SHORT PROBLEM 1: Copy out the homework post word for word, in its entirety.

EXCERPT TO READ:
================================
Monday, January 25, 2010

Homework - Memorization!

For the next two weeks we will be reading Jhumpa Lahiri's story "The Third and Final Continent" and viewing the film adaptation of her novel The Namesake. This will mean that the coming two weeks will involve less in-class writing and written homework than usual.

Please use the time that you would otherwise devote to writing for English Lit class MEMORIZING the following two poems. All students are to have MEMORIZED these two poems by Monday, February 8. (Don't worry, they are both sonnets, so are short with regular meter and rhyme that will help you!)
_______________________________
"Report to Wordsworth"
Boey Kim Cheng

You should be here, Nature has need of you.

She has been laid waste. Smothered by the smog,

the flowers are mute, and the birds are few

in a sky slowing like a dying clock.

All hopes of Proteus rising from the sea

have sunk; he is entombed in the waste

we dump. Triton’s notes struggle to be free,

his famous horns are choked, his eyes are dazed,

and Neptune lies helpless as a beached whale,

while insatiate man moves in for the kill.

Poetry and piety have begun to fail,

As Nature’s mighty heart is lying still.

O see the wound widening in the sky,

God is labouring to utter his last cry.

_______________________________

"On the Grasshopper and the Cricket"
================================
RECORDS:
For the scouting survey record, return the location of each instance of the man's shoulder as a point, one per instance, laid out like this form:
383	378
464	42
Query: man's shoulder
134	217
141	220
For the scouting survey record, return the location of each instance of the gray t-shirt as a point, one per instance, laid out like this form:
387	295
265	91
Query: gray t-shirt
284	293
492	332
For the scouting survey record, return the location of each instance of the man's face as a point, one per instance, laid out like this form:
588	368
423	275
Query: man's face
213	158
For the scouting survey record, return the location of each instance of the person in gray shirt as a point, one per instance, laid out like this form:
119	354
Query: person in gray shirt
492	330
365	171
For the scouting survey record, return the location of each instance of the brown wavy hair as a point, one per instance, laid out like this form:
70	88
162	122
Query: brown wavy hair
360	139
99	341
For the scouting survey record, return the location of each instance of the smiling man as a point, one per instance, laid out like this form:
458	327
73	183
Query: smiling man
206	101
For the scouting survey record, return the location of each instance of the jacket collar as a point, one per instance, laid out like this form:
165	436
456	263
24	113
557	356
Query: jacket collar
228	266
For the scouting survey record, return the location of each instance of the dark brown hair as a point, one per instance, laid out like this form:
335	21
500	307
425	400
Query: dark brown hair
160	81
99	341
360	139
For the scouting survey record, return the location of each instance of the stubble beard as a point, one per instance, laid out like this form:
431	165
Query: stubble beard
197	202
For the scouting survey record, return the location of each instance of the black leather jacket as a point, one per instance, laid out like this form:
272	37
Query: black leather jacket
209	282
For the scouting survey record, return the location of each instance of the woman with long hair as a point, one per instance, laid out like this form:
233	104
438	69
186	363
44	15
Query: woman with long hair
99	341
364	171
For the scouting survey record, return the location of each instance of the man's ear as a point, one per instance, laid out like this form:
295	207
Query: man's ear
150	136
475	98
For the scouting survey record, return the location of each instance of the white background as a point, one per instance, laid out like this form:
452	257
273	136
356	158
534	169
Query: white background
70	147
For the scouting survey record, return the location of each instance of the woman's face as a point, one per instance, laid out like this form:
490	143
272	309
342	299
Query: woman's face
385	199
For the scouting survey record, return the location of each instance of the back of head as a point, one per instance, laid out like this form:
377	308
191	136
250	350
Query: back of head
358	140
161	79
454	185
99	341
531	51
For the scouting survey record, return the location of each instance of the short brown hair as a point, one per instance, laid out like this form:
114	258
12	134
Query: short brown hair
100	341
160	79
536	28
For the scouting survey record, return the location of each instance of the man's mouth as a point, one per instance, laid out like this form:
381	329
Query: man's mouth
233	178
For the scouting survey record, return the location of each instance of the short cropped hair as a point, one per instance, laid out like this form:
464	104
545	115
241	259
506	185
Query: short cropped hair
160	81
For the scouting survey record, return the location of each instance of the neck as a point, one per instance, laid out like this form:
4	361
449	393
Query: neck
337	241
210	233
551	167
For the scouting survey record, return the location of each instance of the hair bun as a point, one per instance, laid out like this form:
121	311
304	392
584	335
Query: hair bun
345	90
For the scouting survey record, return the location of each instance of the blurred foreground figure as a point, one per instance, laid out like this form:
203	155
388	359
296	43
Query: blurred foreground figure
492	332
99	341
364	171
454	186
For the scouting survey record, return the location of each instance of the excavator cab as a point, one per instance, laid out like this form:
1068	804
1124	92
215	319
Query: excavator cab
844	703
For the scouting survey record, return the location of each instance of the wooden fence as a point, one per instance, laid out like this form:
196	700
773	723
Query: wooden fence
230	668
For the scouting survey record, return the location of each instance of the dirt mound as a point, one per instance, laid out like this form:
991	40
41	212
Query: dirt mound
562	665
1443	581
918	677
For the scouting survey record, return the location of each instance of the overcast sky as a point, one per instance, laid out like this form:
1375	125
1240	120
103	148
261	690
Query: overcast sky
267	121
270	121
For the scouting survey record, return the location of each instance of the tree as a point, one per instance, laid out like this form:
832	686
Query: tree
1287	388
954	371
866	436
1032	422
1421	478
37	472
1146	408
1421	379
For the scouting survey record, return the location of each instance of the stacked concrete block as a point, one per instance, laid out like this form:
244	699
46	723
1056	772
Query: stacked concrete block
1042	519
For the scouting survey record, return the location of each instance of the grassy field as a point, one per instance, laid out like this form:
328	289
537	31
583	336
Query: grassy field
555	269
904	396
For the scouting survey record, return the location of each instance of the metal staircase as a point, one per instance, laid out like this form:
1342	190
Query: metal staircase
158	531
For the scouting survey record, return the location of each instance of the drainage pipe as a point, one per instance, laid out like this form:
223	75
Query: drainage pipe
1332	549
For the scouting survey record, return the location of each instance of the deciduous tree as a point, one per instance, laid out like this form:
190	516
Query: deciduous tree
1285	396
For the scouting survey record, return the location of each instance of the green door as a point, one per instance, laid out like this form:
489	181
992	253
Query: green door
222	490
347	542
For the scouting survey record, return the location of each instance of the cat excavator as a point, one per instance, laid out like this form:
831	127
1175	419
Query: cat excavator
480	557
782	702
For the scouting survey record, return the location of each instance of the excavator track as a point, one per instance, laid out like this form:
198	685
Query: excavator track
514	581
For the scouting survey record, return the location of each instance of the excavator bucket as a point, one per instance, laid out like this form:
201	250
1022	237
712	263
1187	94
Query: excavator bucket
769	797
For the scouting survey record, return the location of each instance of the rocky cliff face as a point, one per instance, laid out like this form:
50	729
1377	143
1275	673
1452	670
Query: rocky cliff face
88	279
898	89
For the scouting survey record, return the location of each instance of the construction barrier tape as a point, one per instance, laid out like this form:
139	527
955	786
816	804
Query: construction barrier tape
================================
SHORT PROBLEM 2: Rewrite the records as a JSON list of strings, one string per line with blank lines omitted. Begin with the line containing "the excavator bucket" and continue through the end of the records.

EXERCISE SOLUTION 1:
Monday, January 25, 2010

Homework - Memorization!

For the next two weeks we will be reading Jhumpa Lahiri's story "The Third and Final Continent" and viewing the film adaptation of her novel The Namesake. This will mean that the coming two weeks will involve less in-class writing and written homework than usual.

Please use the time that you would otherwise devote to writing for English Lit class MEMORIZING the following two poems. All students are to have MEMORIZED these two poems by Monday, February 8. (Don't worry, they are both sonnets, so are short with regular meter and rhyme that will help you!)
_______________________________
"Report to Wordsworth"
Boey Kim Cheng

You should be here, Nature has need of you.

She has been laid waste. Smothered by the smog,

the flowers are mute, and the birds are few

in a sky slowing like a dying clock.

All hopes of Proteus rising from the sea

have sunk; he is entombed in the waste

we dump. Triton’s notes struggle to be free,

his famous horns are choked, his eyes are dazed,

and Neptune lies helpless as a beached whale,

while insatiate man moves in for the kill.

Poetry and piety have begun to fail,

As Nature’s mighty heart is lying still.

O see the wound widening in the sky,

God is labouring to utter his last cry.

_______________________________

"On the Grasshopper and the Cricket"

EXERCISE SOLUTION 2:
[
  "For the scouting survey record, return the location of each instance of the excavator bucket as a point, one per instance, laid out like this form:",
  "201\t250",
  "1022\t237",
  "712\t263",
  "1187\t94",
  "Query: excavator bucket",
  "769\t797",
  "For the scouting survey record, return the location of each instance of the rocky cliff face as a point, one per instance, laid out like this form:",
  "50\t729",
  "1377\t143",
  "1275\t673",
  "1452\t670",
  "Query: rocky cliff face",
  "88\t279",
  "898\t89",
  "For the scouting survey record, return the location of each instance of the construction barrier tape as a point, one per instance, laid out like this form:",
  "139\t527",
  "955\t786",
  "816\t804",
  "Query: construction barrier tape"
]